---- Document passage

## JacksonJRB one year ago Algebraically determine the domain and range: y=x^2-8x+7

1. JacksonJRB

i already know the domain just need help with the range

2. jim_thompson5910

have you learned about completing the square?

3. JacksonJRB

Yes

4. anonymous

wait you got x you said right?

5. JacksonJRB

$x=y^2-8y+7$

6. JacksonJRB

And yes

7. jim_thompson5910

complete the square to get the equation into vertex form y = a(x-h)^2 + k the range will be $$\Large y \ge k$$ (replace k with a numeric value though) because 'a' is positive which means the parabola opens upward

8. JacksonJRB

I was taught to substitute the x for the y and vice vera

9. anonymous

@jim_thompson5910 can't he use substitution?

--------
---- Supplied entries

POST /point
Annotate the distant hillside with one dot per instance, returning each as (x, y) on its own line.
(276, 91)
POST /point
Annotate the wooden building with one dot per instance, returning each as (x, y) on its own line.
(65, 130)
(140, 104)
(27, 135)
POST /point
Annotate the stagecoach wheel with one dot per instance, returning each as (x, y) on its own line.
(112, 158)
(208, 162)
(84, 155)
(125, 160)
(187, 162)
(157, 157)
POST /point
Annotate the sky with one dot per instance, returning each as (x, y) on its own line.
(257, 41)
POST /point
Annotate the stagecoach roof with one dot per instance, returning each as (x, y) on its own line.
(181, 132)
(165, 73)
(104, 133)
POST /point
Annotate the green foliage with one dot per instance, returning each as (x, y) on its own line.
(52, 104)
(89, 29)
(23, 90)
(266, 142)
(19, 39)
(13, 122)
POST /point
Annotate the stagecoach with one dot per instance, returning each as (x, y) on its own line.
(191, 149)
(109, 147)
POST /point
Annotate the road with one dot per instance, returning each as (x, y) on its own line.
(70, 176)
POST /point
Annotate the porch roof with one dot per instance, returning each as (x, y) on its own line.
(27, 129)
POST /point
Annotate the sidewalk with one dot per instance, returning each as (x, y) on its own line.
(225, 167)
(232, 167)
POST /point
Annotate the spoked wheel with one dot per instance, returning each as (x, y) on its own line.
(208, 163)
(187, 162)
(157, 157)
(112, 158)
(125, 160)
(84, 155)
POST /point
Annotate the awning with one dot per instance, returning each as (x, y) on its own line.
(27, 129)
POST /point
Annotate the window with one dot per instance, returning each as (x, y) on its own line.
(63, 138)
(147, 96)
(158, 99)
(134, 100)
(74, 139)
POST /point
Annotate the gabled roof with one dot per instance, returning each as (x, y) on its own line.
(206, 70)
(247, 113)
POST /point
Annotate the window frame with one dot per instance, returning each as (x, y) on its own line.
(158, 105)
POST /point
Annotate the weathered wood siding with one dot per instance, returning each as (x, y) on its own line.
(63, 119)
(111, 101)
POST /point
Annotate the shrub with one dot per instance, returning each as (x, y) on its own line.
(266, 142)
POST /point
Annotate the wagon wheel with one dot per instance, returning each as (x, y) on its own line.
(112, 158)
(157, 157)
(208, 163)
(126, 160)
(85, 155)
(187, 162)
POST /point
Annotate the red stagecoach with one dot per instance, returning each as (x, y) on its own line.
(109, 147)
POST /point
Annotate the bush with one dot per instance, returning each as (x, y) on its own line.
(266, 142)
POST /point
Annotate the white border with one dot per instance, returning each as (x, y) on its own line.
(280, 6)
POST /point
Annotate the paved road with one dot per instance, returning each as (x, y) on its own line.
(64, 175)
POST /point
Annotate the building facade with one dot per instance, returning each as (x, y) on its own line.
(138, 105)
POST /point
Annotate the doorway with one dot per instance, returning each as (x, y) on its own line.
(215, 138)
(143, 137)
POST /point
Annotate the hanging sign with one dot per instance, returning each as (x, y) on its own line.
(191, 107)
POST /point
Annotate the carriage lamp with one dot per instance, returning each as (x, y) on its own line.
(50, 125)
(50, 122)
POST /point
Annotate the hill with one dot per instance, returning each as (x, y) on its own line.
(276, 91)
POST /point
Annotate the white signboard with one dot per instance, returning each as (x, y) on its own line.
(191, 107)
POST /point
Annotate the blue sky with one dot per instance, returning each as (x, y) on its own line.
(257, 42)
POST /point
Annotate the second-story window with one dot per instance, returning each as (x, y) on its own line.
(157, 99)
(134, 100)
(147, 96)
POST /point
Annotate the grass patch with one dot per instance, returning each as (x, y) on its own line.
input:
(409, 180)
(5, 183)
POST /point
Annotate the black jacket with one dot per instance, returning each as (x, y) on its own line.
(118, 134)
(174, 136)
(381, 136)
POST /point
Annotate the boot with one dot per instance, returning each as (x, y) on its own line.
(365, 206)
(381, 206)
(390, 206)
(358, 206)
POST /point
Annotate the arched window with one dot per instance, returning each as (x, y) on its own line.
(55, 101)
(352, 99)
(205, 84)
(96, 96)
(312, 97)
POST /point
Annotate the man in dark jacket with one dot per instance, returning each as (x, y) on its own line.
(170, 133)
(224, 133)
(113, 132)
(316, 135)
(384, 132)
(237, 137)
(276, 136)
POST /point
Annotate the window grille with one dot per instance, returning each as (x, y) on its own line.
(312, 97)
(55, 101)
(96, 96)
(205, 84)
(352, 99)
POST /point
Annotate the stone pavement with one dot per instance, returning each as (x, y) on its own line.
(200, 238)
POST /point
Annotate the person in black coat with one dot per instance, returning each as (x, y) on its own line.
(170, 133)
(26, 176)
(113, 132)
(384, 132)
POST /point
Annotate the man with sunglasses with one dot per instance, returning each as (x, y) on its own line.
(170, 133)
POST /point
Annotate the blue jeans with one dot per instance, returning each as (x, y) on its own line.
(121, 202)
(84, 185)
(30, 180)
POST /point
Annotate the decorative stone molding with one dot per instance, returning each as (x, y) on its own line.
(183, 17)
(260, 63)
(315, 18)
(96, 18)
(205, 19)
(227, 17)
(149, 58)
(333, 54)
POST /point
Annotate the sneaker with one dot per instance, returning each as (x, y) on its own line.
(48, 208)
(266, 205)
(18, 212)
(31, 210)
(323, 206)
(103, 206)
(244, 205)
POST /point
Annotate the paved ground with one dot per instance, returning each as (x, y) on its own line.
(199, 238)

--------

- _Required task 1_:
Answer these questions from the domain-and-range thread:
(a) Which equation does JacksonJRB want the domain and range of?
(b) What vertex form does jim_thompson5910 say to put the equation into?
(c) What method does JacksonJRB say he was taught?
- _Required task 2_: In the domain-and-range thread, rewrite the post beginning "complete the square to get the equation" as a short list, keeping its main facts.
- _Required task 3_: List every username that appears as a poster in the domain-and-range thread.
The data above was drawn from a separate source unrelated to the thread.

- _Response 1_:
(a) y=x^2-8x+7
(b) y = a(x-h)^2 + k
(c) Substituting x for y and vice versa.

- _Response 2_:
- Complete the square to put the equation in vertex form, y = a(x-h)^2 + k.
- The range is y ≥ k, with k replaced by its numeric value.
- This holds because 'a' is positive, so the parabola opens upward.

- _Response 3_:
- JacksonJRB
- jim_thompson5910
- anonymous